* **GIVEN REQUEST 1**: Reproduce word for word the stretch of the thread on excited-state decay from "It is a little" through "get to the 1s.".
* **GIVEN REQUEST 2**: According to the thread on excited-state decay, what is the calculated lifetime of the 2p state of hydrogen?

* **SELECTION**:
Hello, Non-relativistic quantum mechanics doesn't explain why the electron in the hydrogen atom (for example) "decays" from excited states to the ground state. Which theory does explain this phenomenon (from basic principles) ? Thanks.
All systems in nature tend to be in a state of minimum energy. For example, if you have a ball at a height of a level and go down her loose, because the lower level has a lower energy than the top. A drop of liquid, for example, in the vacuum acquires a spherical shape and this is because this configuration is a state of minimum energy. It is a law of nature.
Yes, QED can explain it as long as you allow for coupling to vacuum states (effectivly the enivornment). You can find a discussusion about this in e.g. Cohen-Tannoudji's book "atom-photon interactions"
You'd need to pose that question more specifically. Is the question: "How can that transition occur, in non-relativistic QM?" then the answer is that there's no real problem with that, you can calculate the transition probability and everything without knowing one thing about photons. Or is your question: "Why do things tend to a lower energy level?" - that's general thermodynamics Or is your question: "How, _exactly_ are the photons emitted/absorbed?" - that's QED.
It is a little more complicated than a simple minimum energy principal. In Bethe and Salpeter "Quantum Mechanics of One and Two Electron Atoms", there is a Table on page 266 showing the theory and calculated transition rates and lifetimes for all the levels in hydrogen up to 6h. Of particular interest are the transition rates from the n=2 levels. The only lower state is the 1s, so the energy difference and transition energy is about 10.2 eV. The calculated lifetime for the 2p state is 1.6 nanoseconds (the 2p -> 1s transition), but the lifetime of the 2s state is infinity!!! The 2s -> 1s transition is forbidden. Only after resorting to other transitions can the 2s state eventually get to the 1s.
I don't know why people seem reluctant to put forward the obvious explanation for these transitions. The mixture of a ground state with an excited state gives you an oscillating charge distribution, which radiates energy like an ordinary antenna. It's not really mysterious.

Coordinate annotation entries
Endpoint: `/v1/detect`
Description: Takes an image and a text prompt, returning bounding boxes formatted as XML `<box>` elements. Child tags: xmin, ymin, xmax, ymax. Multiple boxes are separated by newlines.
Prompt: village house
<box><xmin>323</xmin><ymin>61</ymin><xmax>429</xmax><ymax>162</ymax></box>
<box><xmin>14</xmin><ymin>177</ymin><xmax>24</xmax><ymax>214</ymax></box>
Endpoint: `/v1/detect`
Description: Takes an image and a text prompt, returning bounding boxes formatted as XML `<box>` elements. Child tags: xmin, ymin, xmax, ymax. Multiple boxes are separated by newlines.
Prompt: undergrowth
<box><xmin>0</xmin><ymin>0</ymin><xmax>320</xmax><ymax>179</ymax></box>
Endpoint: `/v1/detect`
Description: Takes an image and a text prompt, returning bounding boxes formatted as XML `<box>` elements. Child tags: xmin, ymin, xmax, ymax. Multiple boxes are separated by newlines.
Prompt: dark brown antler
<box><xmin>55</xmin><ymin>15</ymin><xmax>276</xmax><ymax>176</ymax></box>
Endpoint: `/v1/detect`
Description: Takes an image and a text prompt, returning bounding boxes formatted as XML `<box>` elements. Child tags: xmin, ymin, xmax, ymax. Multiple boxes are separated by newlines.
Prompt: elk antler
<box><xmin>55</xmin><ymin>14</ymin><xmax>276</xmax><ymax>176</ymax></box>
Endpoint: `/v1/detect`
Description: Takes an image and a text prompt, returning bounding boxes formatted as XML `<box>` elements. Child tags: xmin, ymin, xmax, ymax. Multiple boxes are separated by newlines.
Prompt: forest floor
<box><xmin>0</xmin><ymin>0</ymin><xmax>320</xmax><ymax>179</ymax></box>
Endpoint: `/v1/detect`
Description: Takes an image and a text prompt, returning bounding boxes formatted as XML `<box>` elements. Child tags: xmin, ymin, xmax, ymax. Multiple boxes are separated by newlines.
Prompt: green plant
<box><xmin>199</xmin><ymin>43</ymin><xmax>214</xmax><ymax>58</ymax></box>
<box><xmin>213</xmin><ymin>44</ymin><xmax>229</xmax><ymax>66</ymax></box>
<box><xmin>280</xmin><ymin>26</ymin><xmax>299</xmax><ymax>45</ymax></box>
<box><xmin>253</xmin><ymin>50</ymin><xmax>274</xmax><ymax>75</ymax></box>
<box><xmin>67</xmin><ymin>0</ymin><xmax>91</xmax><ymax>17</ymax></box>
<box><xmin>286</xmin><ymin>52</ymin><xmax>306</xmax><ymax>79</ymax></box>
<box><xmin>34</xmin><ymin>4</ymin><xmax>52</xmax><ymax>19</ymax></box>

* **RESPONSE 1**:
It is a little more complicated than a simple minimum energy principal. In Bethe and Salpeter "Quantum Mechanics of One and Two Electron Atoms", there is a Table on page 266 showing the theory and calculated transition rates and lifetimes for all the levels in hydrogen up to 6h. Of particular interest are the transition rates from the n=2 levels. The only lower state is the 1s, so the energy difference and transition energy is about 10.2 eV. The calculated lifetime for the 2p state is 1.6 nanoseconds (the 2p -> 1s transition), but the lifetime of the 2s state is infinity!!! The 2s -> 1s transition is forbidden. Only after resorting to other transitions can the 2s state eventually get to the 1s.

* **RESPONSE 2**: 1.6 nanoseconds